◆ WHAT YOU ARE ASKED TO DO ◆
All lines from the one containing "the white hair" through the last line of the listing should be given again exactly, with no pictures.

----------

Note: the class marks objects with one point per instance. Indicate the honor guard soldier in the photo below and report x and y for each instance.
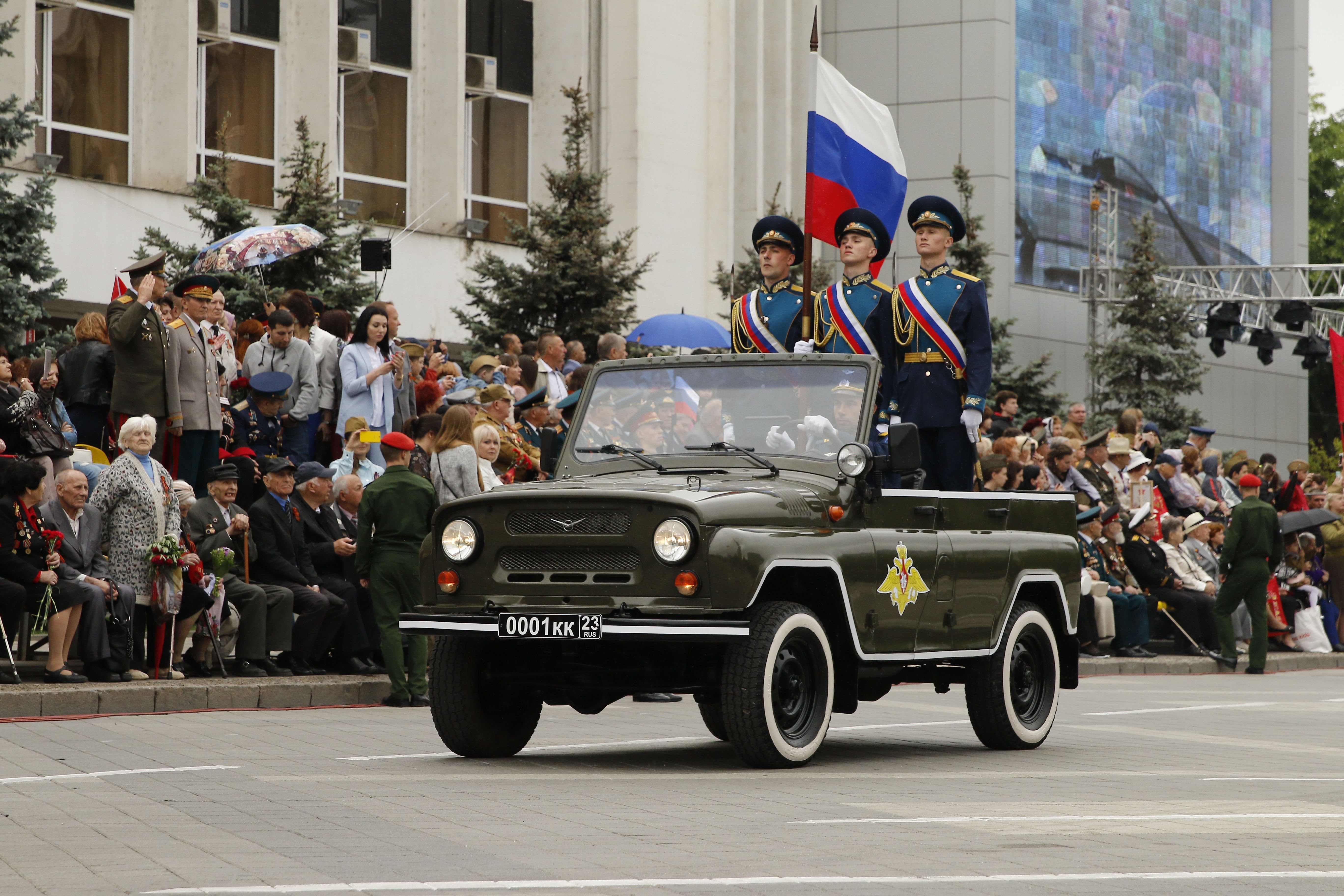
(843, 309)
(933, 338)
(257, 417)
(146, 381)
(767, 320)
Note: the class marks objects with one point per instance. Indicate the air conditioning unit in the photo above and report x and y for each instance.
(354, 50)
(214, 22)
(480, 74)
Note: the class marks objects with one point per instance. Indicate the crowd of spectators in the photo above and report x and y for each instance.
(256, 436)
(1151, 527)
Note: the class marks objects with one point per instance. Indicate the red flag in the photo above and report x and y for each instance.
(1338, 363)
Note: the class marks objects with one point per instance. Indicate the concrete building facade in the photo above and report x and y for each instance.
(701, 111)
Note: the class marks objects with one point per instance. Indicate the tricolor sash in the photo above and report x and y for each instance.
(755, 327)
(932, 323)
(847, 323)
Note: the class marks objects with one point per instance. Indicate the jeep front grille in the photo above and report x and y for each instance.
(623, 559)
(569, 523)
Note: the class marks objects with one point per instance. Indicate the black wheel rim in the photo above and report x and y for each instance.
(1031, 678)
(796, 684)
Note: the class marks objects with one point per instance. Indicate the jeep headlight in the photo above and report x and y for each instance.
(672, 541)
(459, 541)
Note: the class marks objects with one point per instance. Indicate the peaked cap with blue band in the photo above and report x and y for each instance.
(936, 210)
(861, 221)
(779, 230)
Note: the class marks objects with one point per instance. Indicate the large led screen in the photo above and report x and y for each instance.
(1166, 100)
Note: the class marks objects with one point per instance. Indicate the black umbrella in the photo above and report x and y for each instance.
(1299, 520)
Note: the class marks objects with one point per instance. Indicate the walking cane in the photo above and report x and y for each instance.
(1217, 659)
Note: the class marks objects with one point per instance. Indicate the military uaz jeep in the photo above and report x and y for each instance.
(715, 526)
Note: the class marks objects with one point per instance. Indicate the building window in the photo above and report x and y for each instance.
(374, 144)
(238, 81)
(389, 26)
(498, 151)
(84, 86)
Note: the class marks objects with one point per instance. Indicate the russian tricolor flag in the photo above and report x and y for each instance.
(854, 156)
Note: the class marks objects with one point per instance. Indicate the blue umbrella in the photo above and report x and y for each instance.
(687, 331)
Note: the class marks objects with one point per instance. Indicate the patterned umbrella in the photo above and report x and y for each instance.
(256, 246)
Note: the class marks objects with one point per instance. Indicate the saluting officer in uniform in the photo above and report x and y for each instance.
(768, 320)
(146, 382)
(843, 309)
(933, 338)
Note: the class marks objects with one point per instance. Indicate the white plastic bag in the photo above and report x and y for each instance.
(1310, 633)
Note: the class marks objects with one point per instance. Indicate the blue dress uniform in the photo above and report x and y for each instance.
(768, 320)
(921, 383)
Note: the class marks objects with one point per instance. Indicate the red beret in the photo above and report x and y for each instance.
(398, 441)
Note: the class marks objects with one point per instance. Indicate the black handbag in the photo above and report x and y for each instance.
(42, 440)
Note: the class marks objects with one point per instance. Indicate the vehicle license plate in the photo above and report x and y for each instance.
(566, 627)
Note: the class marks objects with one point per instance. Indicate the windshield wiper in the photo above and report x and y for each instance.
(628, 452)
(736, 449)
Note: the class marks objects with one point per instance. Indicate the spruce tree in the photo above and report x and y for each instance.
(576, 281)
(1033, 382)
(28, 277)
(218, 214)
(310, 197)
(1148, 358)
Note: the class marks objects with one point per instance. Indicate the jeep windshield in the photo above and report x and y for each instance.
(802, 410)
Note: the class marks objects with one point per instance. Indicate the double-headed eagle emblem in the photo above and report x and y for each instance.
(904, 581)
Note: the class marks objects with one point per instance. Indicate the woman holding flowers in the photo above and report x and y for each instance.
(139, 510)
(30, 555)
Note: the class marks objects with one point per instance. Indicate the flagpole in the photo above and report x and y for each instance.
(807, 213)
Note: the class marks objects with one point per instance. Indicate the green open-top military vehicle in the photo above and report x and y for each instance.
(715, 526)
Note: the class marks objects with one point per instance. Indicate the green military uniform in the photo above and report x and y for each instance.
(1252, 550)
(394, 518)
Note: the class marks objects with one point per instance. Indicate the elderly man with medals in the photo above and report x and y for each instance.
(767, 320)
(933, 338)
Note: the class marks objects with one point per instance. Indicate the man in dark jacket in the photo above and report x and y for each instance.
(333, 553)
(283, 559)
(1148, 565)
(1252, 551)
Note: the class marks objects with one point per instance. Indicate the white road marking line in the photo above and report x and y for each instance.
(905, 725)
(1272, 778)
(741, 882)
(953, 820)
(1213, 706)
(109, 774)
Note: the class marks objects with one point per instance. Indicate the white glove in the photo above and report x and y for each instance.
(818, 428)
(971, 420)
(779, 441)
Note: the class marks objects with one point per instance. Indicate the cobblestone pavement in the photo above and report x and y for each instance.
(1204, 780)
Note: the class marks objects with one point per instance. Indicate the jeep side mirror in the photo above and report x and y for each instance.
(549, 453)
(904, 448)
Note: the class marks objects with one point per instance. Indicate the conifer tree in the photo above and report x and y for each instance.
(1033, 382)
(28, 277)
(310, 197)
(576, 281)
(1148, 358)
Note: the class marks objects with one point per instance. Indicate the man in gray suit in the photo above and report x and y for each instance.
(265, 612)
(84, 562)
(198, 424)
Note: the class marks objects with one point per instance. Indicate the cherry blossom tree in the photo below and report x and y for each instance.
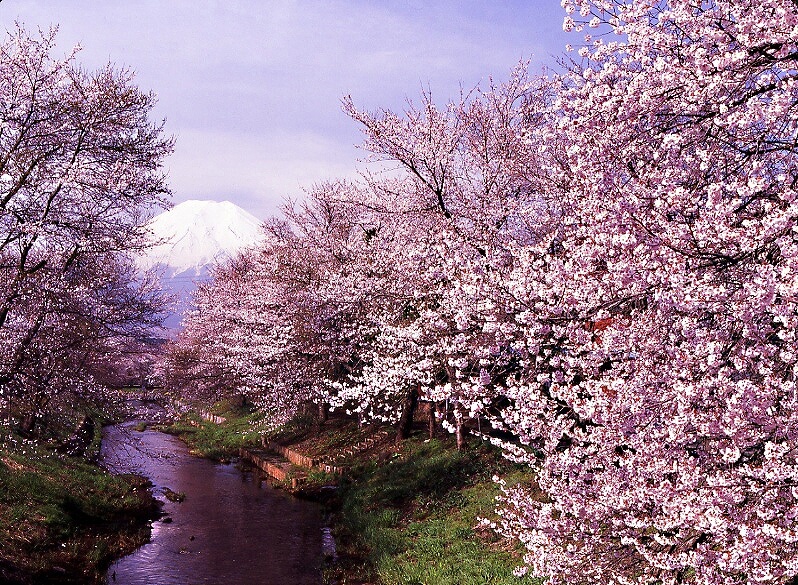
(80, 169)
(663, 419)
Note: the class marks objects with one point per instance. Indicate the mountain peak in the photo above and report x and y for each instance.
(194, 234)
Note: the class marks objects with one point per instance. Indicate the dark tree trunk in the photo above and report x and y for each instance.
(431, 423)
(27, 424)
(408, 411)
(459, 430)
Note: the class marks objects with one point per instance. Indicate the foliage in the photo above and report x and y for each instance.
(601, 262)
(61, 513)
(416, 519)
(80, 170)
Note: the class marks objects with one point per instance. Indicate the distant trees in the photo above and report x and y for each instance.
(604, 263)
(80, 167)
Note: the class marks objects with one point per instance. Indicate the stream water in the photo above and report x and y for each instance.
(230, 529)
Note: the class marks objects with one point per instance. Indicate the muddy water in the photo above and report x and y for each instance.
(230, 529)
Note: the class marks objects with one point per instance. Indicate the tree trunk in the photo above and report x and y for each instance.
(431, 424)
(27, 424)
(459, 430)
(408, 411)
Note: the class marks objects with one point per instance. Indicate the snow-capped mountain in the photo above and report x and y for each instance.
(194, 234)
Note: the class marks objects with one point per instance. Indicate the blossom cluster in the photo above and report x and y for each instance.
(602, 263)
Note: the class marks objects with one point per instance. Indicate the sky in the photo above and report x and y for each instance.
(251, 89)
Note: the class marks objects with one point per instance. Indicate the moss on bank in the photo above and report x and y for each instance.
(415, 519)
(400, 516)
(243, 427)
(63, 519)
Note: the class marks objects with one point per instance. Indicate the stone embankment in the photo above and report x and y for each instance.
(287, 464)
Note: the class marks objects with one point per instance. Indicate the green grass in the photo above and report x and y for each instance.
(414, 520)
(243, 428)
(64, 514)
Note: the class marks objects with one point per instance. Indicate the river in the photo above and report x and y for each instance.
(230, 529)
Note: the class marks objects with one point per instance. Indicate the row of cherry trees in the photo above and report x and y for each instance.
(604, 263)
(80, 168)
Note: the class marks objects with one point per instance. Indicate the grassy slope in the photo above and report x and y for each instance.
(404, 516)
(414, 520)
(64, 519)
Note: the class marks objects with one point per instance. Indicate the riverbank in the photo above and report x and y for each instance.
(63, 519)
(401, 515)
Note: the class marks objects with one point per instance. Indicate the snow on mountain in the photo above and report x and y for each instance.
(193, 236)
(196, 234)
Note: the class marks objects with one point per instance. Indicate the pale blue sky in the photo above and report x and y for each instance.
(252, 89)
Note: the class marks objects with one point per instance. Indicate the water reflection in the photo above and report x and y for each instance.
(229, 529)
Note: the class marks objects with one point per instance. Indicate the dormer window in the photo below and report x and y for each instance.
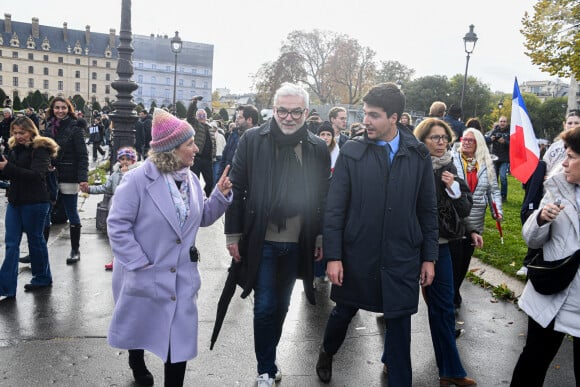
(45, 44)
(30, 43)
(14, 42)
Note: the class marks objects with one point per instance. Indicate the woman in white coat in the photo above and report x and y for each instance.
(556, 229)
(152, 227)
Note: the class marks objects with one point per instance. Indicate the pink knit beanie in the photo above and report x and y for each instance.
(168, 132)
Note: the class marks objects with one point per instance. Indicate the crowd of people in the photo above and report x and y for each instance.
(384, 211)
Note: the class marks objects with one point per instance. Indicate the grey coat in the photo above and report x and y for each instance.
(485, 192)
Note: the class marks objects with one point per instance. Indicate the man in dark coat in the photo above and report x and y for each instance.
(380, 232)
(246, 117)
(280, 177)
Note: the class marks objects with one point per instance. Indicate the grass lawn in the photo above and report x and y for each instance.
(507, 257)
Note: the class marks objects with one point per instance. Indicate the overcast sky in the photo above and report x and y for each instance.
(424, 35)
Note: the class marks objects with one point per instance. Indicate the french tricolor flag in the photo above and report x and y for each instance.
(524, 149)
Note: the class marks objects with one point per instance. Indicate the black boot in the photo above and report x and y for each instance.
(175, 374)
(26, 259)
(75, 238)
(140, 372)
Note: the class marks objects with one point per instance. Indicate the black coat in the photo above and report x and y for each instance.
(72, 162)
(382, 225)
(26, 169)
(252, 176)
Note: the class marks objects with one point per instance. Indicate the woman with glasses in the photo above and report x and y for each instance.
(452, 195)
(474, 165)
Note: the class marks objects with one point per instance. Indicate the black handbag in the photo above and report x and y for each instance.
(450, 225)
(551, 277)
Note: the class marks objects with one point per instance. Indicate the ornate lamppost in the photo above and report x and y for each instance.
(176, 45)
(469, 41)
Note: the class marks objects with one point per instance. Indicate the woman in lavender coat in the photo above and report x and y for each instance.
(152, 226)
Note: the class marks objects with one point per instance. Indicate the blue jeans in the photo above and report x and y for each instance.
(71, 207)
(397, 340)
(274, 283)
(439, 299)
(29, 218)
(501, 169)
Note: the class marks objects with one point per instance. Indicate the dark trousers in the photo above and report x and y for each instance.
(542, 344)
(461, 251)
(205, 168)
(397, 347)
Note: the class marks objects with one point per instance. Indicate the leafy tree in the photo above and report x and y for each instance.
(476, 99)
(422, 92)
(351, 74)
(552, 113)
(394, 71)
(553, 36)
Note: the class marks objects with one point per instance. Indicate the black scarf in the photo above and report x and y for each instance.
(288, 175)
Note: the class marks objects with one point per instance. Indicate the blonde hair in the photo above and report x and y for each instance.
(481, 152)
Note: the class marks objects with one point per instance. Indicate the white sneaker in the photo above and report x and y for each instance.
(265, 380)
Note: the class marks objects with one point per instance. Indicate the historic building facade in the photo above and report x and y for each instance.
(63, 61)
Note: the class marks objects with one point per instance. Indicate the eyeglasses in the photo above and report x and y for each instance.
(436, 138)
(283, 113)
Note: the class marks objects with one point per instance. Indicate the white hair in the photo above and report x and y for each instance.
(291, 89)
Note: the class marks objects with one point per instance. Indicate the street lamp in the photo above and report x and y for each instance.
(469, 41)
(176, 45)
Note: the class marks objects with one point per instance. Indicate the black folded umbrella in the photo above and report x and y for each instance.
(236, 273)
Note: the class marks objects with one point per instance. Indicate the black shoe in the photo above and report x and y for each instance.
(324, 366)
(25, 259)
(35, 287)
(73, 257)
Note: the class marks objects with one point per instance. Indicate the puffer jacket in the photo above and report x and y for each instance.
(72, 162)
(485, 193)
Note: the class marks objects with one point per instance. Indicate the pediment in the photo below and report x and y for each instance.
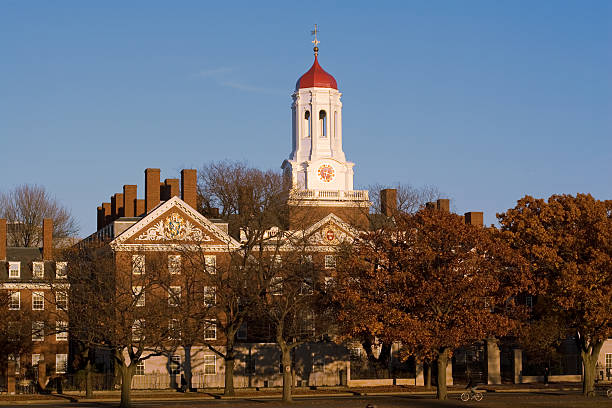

----------

◆ RESPONSE TO THE EXERCISE ◆
Note: the class marks objects with one point per instance. Indicate the white hair in the photo above and report x and y for each instance.
(291, 89)
Note: the class marks objects with one point per instance. Indicate the street lamp in the photo above and report x and y for each instance.
(469, 41)
(176, 45)
Note: the class marks objects with one point per instance. Indicate the black folded umbrella in the photo above and report x and y for each instance.
(236, 273)
Note: the class marks objects with one point per instance. Indicate the black shoe in the photo above and report x and y for each instance.
(324, 366)
(25, 259)
(35, 287)
(73, 257)
Note: the class marks objects with one point per instance. Indicate the puffer jacket in the photo above and report x and y for each instance.
(72, 162)
(485, 193)
Note: the class marks objects with one point per instance. Indicate the pediment in the photo below and report x and y for each instance.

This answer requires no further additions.